-- Предоставленный отрывок --
Да, я думаю, что многим случалось посещать музеи дизайна и, разглядывая там повседневные предметы, осознавать, что они выглядят по-другому. Происходят совершенно разные изменения в зависимости от способа, как ты смотришь на данный предмет. Этот момент потрясает. Ты понимаешь, что у него – громадное значение в истории. Что у него своё место в нарративе истории. Мне кажется, важно осознать, что мы не находимся на вершине истории. Мы течём вместе с постоянно меняющимся потоком – так же как и предметы, которые находятся возле нас.

Уже довольно давно заметно, что часть художников не пытается создать нечто совершенно новое, а вместо этого смотрит в прошлое. Они стараются работать с уже созданным в прошлом и внести это в новый, современный контекст.

Меня тоже интересует такой подход. Одно из клише, с которым приходится сталкиваться, говоря об искусстве, это представление, что художникам всегда следует идти впереди времени. Что им надо быть авангардистами. Я так не думаю. В наши дни можно видеть желание художников учиться у истории и работать с историческим материалом. Среди художников появился интерес к работе с историческими маргиналиями. Тем, что позабыто. Мы смотрим на эти вещи из своего времени, придавая таким образом старому новую окраску. Конечно, это своего рода комментарий к произошедшему. И это можно видеть и на Рижской биеннале. Многие художники идут вперёд, глядя назад, в прошлое. Многие стараются сломать представления, которые создала некая субъективность капитализма.

А как понимать понятие «субъективность капитализма»?

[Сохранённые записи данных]

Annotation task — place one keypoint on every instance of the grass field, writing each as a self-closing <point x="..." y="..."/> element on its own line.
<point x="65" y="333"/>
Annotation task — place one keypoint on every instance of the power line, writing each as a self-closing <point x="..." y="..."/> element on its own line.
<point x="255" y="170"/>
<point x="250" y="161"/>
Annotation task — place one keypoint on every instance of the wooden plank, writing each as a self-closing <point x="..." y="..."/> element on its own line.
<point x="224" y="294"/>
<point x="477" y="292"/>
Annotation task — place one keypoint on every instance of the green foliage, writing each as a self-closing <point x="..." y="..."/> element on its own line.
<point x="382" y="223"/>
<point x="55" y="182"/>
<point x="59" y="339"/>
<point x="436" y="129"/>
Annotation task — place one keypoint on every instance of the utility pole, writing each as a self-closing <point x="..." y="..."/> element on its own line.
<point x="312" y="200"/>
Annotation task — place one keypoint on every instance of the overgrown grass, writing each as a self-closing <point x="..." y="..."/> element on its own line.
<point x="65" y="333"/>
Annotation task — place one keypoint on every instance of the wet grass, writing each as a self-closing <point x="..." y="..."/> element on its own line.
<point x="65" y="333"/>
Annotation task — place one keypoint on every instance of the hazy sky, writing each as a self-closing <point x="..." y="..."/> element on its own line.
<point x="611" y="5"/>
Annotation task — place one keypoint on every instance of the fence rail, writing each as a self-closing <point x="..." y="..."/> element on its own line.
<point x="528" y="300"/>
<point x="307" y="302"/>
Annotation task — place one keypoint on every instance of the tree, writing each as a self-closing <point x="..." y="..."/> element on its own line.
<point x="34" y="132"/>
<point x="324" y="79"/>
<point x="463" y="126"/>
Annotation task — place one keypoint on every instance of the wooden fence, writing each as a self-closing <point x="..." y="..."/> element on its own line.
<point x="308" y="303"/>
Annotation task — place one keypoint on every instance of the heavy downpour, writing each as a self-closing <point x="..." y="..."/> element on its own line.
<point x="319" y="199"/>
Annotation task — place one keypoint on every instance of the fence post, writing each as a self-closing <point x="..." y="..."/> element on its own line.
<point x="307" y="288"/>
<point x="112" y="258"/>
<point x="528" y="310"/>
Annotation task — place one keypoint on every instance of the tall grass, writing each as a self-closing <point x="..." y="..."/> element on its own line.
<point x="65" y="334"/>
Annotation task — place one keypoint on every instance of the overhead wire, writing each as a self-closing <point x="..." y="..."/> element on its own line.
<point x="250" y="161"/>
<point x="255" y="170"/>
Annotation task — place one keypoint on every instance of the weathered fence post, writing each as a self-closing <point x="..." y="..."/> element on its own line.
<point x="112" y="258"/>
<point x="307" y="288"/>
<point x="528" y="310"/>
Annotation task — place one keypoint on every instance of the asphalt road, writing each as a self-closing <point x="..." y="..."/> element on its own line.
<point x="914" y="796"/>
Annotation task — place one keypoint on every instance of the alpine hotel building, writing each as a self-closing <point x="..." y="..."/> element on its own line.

-- Краткое задание --
Воспроизведите слово в слово весь текст об искусстве и обращении к прошлому.

-- Решённое упражнение --
Да, я думаю, что многим случалось посещать музеи дизайна и, разглядывая там повседневные предметы, осознавать, что они выглядят по-другому. Происходят совершенно разные изменения в зависимости от способа, как ты смотришь на данный предмет. Этот момент потрясает. Ты понимаешь, что у него – громадное значение в истории. Что у него своё место в нарративе истории. Мне кажется, важно осознать, что мы не находимся на вершине истории. Мы течём вместе с постоянно меняющимся потоком – так же как и предметы, которые находятся возле нас.

Уже довольно давно заметно, что часть художников не пытается создать нечто совершенно новое, а вместо этого смотрит в прошлое. Они стараются работать с уже созданным в прошлом и внести это в новый, современный контекст.

Меня тоже интересует такой подход. Одно из клише, с которым приходится сталкиваться, говоря об искусстве, это представление, что художникам всегда следует идти впереди времени. Что им надо быть авангардистами. Я так не думаю. В наши дни можно видеть желание художников учиться у истории и работать с историческим материалом. Среди художников появился интерес к работе с историческими маргиналиями. Тем, что позабыто. Мы смотрим на эти вещи из своего времени, придавая таким образом старому новую окраску. Конечно, это своего рода комментарий к произошедшему. И это можно видеть и на Рижской биеннале. Многие художники идут вперёд, глядя назад, в прошлое. Многие стараются сломать представления, которые создала некая субъективность капитализма.

А как понимать понятие «субъективность капитализма»?